WHAT YOU SHOULD DO:
Once the line containing "Query: white footer bar" is located, give it again exactly, together with each line that follows it to the end of the entries, and add nothing else.

RECORDS FOR PROCESSING:
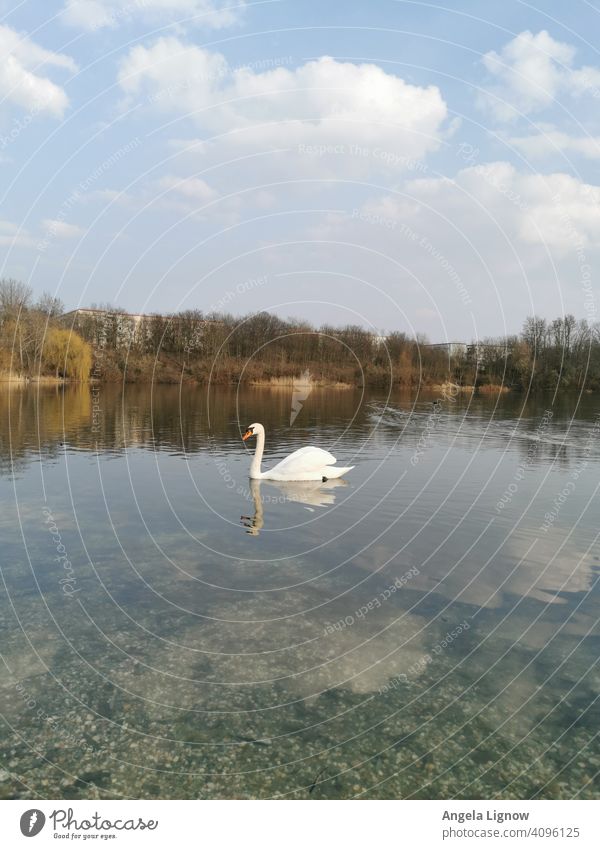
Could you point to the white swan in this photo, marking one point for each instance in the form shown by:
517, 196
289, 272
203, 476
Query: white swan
305, 464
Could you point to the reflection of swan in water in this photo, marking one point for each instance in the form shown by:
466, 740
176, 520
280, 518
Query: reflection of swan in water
305, 464
312, 493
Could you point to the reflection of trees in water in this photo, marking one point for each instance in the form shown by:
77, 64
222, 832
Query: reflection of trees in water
38, 420
198, 418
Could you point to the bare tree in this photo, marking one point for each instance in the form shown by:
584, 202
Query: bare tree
14, 297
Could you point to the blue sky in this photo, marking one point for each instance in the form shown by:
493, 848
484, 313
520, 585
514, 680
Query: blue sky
393, 164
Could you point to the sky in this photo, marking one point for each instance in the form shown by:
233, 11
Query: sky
399, 165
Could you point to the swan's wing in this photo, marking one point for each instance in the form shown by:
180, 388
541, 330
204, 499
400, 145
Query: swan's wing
304, 460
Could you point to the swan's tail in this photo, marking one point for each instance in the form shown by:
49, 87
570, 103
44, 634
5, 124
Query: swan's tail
336, 471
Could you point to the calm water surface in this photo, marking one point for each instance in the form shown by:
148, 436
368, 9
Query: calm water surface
427, 627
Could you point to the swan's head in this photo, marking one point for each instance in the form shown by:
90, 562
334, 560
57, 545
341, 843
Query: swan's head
253, 430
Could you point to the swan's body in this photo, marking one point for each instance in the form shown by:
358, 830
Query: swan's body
305, 464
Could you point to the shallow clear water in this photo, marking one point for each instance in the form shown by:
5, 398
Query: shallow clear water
426, 628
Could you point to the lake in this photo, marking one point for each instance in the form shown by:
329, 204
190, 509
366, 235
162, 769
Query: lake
425, 628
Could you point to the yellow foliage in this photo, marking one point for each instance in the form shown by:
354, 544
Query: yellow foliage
67, 354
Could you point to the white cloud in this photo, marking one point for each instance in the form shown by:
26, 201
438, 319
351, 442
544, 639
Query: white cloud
553, 142
13, 236
97, 14
490, 245
190, 188
319, 110
532, 71
61, 229
554, 210
19, 81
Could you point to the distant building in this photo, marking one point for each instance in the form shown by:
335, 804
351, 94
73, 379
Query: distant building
452, 349
115, 328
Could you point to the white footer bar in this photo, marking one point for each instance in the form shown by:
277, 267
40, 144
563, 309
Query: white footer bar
299, 825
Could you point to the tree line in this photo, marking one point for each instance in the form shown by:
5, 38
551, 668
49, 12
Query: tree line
37, 337
33, 341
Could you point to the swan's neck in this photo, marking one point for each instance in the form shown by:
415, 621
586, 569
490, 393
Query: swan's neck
257, 459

EXERCISE ANSWER:
Query: white footer bar
299, 825
Could you point to the tree line in this photo, marking one point for each instance in the form shown by:
5, 38
551, 668
49, 12
Query: tree line
37, 337
33, 341
Could you point to the swan's neck in this photo, marking one point for each instance in the form shown by:
415, 621
586, 569
490, 393
Query: swan's neck
257, 459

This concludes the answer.